Bagikan:

Jakarta - Calon presiden Indonesia Ganjar Pranowo mengungkapkan lima arah kebijakan dan strategi politik luar negeri Indonesia ke depan.

Menurut Ganjar, proritas yang harus dilakukan yaitu Indonesia menjadi lumbung pangan dunia, kemandirian energi, kedaulatan maritim, 'save haven' industrialisasi dan perlindungan warga negara Indonesia (WNI). 

"Saya akan mengambil beberapa poin yang sangat penting saja, bagaimana pemaknaan politik luar negeri kita yang bebas aktif yang dilakukan melalui lima isu utama yang terkait tentu untuk kepentingan nasional kita," kata Ganjar saat menjadi narasumber dalam forum CSIS, Selasa kemarin.

Pertama terkait lumbung pangan dunia, Ganjar optimis mengungkapkan keyakinannya bahwa Indonesia memiliki potensi besar untuk menjadi lumbung pangan dunia. 

Ganjar menjelaskan potensi Indonesia sebagai lumbung pangan dunia dengan mengacu pada negara-negara di sekitarnya, seperti Vietnam, Thailand, India, dan Tiongkok. 

Ganjar menekankan pentingnya memastikan pasokan pangan yang berkelanjutan, terutama dalam situasi konflik atau perang, sebagai salah satu aspek utama dari konsep lumbung pangan dunia.
──────────────────────────────
Yang Dikerjakan.
1 - Jawab pertanyaan tentang berita pidato Ganjar ini:
(a) Berapa arah kebijakan politik luar negeri yang diungkapkan Ganjar?
(b) Dalam forum apa Ganjar menjadi narasumber?
(c) Negara mana saja yang dijadikan acuan oleh Ganjar saat menjelaskan potensi Indonesia sebagai lumbung pangan dunia?
2 - Tolong salin dengan persis bagian berita pidato Ganjar, mulai dari "Menurut Ganjar, proritas" dan berakhir pada "India, dan Tiongkok.".
Materi di bawah ini diambil dari sumber yang berbeda.

Cuplikan Data.
──────────────────────────────
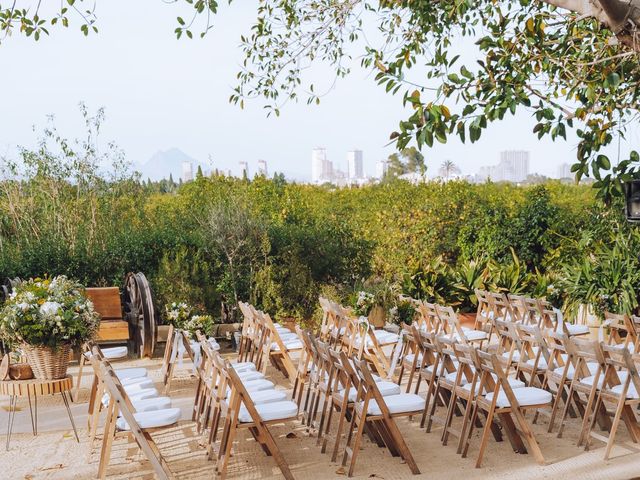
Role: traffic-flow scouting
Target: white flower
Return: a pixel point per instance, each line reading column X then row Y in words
──────────────────────────────
Jawaban Lengkap.
1 -
(a) Lima.
(b) Forum CSIS.
(c) Vietnam, Thailand, India, dan Tiongkok.

2 -
Menurut Ganjar, proritas yang harus dilakukan yaitu Indonesia menjadi lumbung pangan dunia, kemandirian energi, kedaulatan maritim, 'save haven' industrialisasi dan perlindungan warga negara Indonesia (WNI). 

"Saya akan mengambil beberapa poin yang sangat penting saja, bagaimana pemaknaan politik luar negeri kita yang bebas aktif yang dilakukan melalui lima isu utama yang terkait tentu untuk kepentingan nasional kita," kata Ganjar saat menjadi narasumber dalam forum CSIS, Selasa kemarin.

Pertama terkait lumbung pangan dunia, Ganjar optimis mengungkapkan keyakinannya bahwa Indonesia memiliki potensi besar untuk menjadi lumbung pangan dunia. 

Ganjar menjelaskan potensi Indonesia sebagai lumbung pangan dunia dengan mengacu pada negara-negara di sekitarnya, seperti Vietnam, Thailand, India, dan Tiongkok.